TO DO:
Each record needs to be echoed exactly; can you do that?

[Pointing records]
☆ ☆ ☆ ☆ ☆ ☆ ☆
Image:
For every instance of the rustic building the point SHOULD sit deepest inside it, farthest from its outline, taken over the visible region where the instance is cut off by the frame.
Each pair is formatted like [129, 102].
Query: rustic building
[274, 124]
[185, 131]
☆ ☆ ☆ ☆ ☆ ☆ ☆
EXERCISE RESULT:
Image:
For every instance of the rustic building the point SHOULD sit deepest inside it, farthest from its outline, taken over the visible region where the instance is cut off by the frame.
Each pair is formatted like [129, 102].
Query: rustic building
[274, 124]
[185, 131]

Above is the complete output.